- EXERCISE TASKS:
a. From the news report on the detained Ann Township resident, list every place or facility that is named.
b. Resume the news report on the detained Ann Township resident, continuing after its final sentence.

- TEXT PASSAGE:
______________________________
Photo - facebook/ Ko Myo Lwin Ann

Hnin Nwe | DMG
15 November 2020, Sittwe

After being detained overnight by the military, an Ann Township resident is receiving treatment for injuries allegedly sustained while in custody, family members said.

The 47-year-old, from Chitponma village in Kyaukmyaung village-tract, was working at a prawn farm near the village when military personnel in plainclothes detained him on November 14, family members said.

U Kyaw Nu Maung was held and interrogated inside a monastery compound in Chitponma village, and was released on Sunday morning after the military column left the village, the detainee’s daughter Ma Khin Hnin Wai told DMG.

“They left my father with ropes tying his hands behind his back and left a message to an assistant at the monastery to release the man at 1 p.m. The assistant did not wait until 1 p.m. and released him right after they left,” she said.

Family members alleged that U Kyaw Nu Maung’s face was swollen and he could not move his hands or legs due to beatings he suffered while in custody. He is receiving treatment at Tat Taung cottage hospital, the family said.

“My father is semi-conscious. The whole body is swollen. The doctor told us not to worry. However, I am totally unhappy about my innocent father being arrested and beaten. I feel very sad,” Ma Khin Hnin Wai said.
______________________________
- INPUT DATA:

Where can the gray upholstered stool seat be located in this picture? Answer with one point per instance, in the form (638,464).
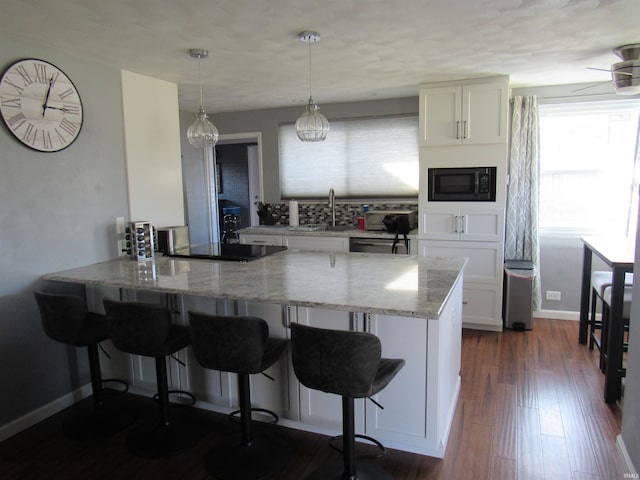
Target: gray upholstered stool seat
______________________________
- REPLIES:
a. Sittwe; Ann Township; Chitponma village; Kyaukmyaung village-tract; Tat Taung cottage hospital

b.
DMG made several attempts to contact Major-General Zaw Min Tun and Brigadier-General Ye Yint Aung of the Tatmadaw True News Information Team to get their response to the family’s allegations, but they could not be reached.

Over the course of nearly two years of fighting between the Tatmadaw and the Arakan Army, the military has arrested dozens of civilians suspected of having ties to the ethnic armed group, resulting in multiple deaths in custody.

Out of those arrested on suspicion, 22 have died in military custody since the end of 2018, while others have gone missing with little or no information known about their disappearances.

The number of internally displaced people (IDPs) due to the conflict has surpassed 236,000, according to figures from the Rakhine Ethnics Congress, which collects data on IDPs.